### Task to complete
Output each entry below as it stands, leaving out every picture.

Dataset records
------------------------------------

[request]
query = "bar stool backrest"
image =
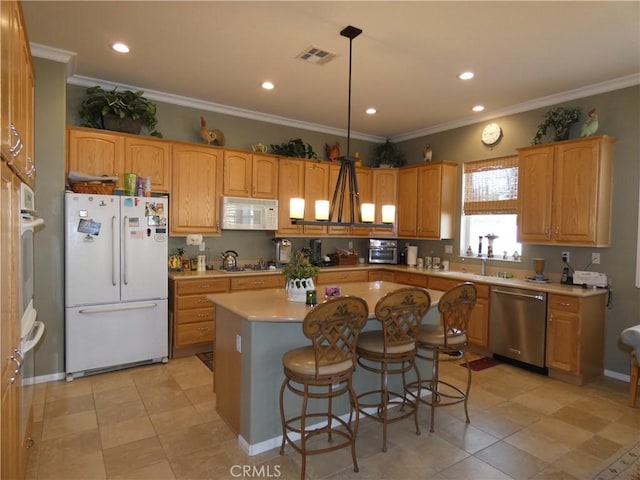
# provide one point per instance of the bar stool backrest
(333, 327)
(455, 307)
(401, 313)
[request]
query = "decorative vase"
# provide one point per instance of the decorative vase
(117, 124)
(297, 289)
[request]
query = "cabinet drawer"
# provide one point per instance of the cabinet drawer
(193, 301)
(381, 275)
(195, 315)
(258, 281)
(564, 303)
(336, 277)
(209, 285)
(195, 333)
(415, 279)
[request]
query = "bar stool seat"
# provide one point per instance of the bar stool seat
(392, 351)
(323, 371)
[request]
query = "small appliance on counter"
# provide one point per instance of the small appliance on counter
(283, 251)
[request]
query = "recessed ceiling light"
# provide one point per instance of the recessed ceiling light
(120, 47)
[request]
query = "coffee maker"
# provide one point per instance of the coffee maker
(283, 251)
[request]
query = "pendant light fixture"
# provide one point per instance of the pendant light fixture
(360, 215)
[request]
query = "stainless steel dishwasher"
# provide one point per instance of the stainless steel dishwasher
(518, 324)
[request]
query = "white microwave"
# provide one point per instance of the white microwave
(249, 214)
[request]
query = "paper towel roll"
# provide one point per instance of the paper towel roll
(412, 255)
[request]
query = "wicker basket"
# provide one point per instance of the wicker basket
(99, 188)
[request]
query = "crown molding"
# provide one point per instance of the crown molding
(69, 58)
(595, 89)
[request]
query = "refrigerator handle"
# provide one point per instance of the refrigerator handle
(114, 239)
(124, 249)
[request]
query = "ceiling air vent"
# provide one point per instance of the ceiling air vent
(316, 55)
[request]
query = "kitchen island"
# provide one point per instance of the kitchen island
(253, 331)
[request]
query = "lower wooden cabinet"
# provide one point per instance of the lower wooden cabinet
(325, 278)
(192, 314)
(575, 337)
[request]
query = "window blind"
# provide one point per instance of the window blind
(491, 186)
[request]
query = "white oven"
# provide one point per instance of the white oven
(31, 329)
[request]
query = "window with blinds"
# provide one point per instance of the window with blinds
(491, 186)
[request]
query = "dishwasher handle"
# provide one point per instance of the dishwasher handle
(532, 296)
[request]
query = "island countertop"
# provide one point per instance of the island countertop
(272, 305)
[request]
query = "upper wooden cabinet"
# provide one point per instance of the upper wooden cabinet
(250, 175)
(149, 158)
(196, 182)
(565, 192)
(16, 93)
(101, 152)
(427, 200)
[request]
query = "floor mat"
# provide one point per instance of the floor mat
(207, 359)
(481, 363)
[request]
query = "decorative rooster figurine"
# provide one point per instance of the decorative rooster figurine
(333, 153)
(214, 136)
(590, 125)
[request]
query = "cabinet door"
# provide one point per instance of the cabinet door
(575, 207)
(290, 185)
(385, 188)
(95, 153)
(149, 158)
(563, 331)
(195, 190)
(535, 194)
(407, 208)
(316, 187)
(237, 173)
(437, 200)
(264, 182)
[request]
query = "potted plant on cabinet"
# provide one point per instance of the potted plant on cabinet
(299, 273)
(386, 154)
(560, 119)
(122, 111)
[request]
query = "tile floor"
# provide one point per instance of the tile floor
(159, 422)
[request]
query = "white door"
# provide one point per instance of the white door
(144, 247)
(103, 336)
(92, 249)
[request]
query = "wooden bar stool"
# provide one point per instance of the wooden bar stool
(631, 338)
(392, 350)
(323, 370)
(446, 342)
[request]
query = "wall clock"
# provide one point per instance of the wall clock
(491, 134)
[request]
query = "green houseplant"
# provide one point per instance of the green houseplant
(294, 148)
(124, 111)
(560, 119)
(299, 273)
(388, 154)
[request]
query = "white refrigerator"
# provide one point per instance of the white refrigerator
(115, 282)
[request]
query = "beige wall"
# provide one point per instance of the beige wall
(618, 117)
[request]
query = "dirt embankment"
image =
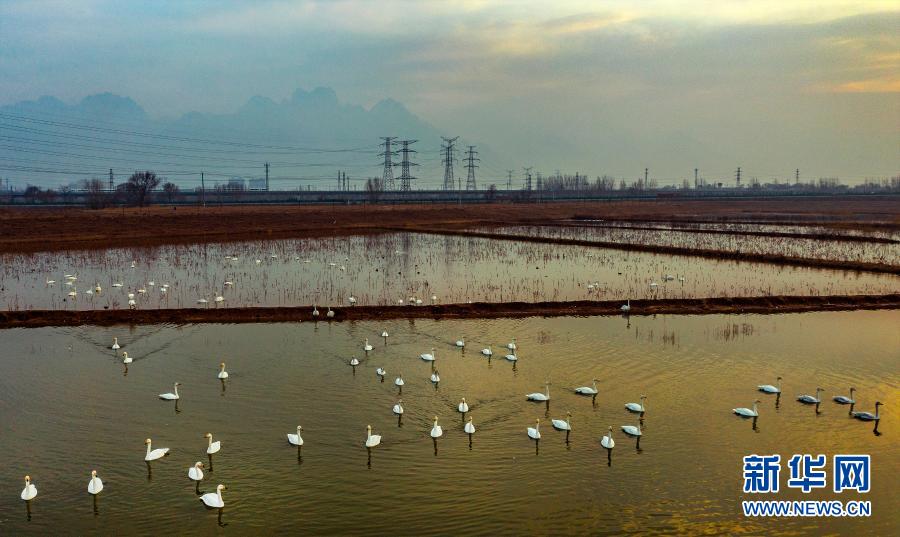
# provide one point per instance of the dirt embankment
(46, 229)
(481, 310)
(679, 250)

------------------------------------

### Final result
[request]
query = "bar stool backrest"
image =
# provide one point per instance of the bar stool backrest
(333, 327)
(455, 307)
(401, 313)
[request]
query = "decorative vase"
# provide one point per instance of the decorative vase
(117, 124)
(297, 289)
[request]
query = "cabinet drawer"
# provide one point per instance of the cabinet drawer
(193, 301)
(381, 275)
(195, 315)
(258, 281)
(564, 303)
(336, 277)
(209, 285)
(195, 333)
(415, 279)
[request]
query = "bar stool seat"
# provide one point per instance of the bar stool seat
(392, 351)
(323, 371)
[request]
query = "small appliance on counter"
# provide one point per instance of the small appliance on counter
(283, 251)
[request]
query = "recessed ceiling light"
# provide one point per instance of the recessed ceiling light
(120, 47)
[request]
query = "coffee maker"
# provide one point per instance of the coffee maker
(283, 251)
[request]
query = "pendant light fixture"
# provide one point per instance of the pendant light fixture
(360, 215)
[request]
query = "stainless steel dishwasher"
# provide one point per instance of the stainless steel dishwasher
(518, 324)
[request]
query = "white microwave"
# provide one point per instance of the white microwave
(249, 214)
[request]
query = "paper towel roll"
# provide one point per instance of the paper towel roll
(412, 255)
[request]
query = "wicker basket"
# provide one point per instance of the wicker basket
(99, 188)
[request]
query = "crown molding"
# provide one point per instance of the crown molding
(69, 58)
(595, 89)
[request]
query = "refrigerator handle"
# provide one point per instance of the refrigerator handle
(114, 239)
(124, 249)
[request]
query = "ceiling air vent"
# provide one point per instance of the ceiling air vent
(316, 55)
[request]
query = "kitchen island"
# provide one point per instance of the kitchen island
(253, 331)
[request]
query = "lower wooden cabinet"
# provide one point per instance of the lower wooden cabinet
(325, 278)
(192, 314)
(575, 337)
[request]
query = "window blind"
# provide one point per instance of the window blind
(491, 186)
[request]
query = "white oven"
# provide one point per instance of the white oven
(31, 329)
[request]
query = "window with blinds"
# provide one point per instance of the window with blinds
(491, 186)
[request]
query = "dishwasher handle"
# provide one point per instance of the dishwasher handle
(532, 296)
[request]
query = "island countertop"
# provide one point per instance of the island countertop
(272, 305)
[request]
query = "upper wooden cabinet"
# provide one point per instance of the upper wooden cabinet
(250, 175)
(149, 158)
(196, 182)
(565, 192)
(16, 93)
(101, 152)
(427, 200)
[request]
query = "floor mat"
# provide one point per instance of the floor mat
(207, 359)
(481, 363)
[request]
query = "decorative rooster figurine"
# provide one point per instance of the decorative rooster figurine
(333, 153)
(214, 136)
(590, 125)
[request]
query = "cabinet door"
# provide one point per instance of the cabinet door
(575, 207)
(290, 185)
(385, 188)
(95, 153)
(149, 158)
(563, 331)
(195, 190)
(535, 194)
(407, 208)
(316, 187)
(237, 173)
(437, 200)
(264, 182)
[request]
query = "potted plant on cabinet"
# provide one point per instance of the potted plant on cabinet
(299, 273)
(386, 154)
(560, 119)
(122, 111)
[request]
query = "tile floor"
# provide one point per instance of the tile floor
(159, 422)
[request]
query = "white door"
# provide one point per instance of the white door
(144, 247)
(103, 336)
(92, 249)
[request]
query = "wooden bar stool"
# provide one point per instance of the wooden bar stool
(631, 338)
(392, 350)
(323, 370)
(446, 342)
[request]
query = "wall clock"
# provide one point per instance of the wall clock
(491, 134)
[request]
query = "green houseplant"
# provide one point per instance of the green houseplant
(294, 148)
(124, 111)
(560, 119)
(299, 273)
(388, 154)
[request]
query = "white refrigerator"
# provide one point per instance of the white refrigerator
(115, 282)
[request]
query = "beige wall"
# provide one point per instance of the beige wall
(618, 117)
[request]
query = "dirt embankment"
image =
# provide one point per instance of the dirt embankment
(46, 229)
(481, 310)
(679, 250)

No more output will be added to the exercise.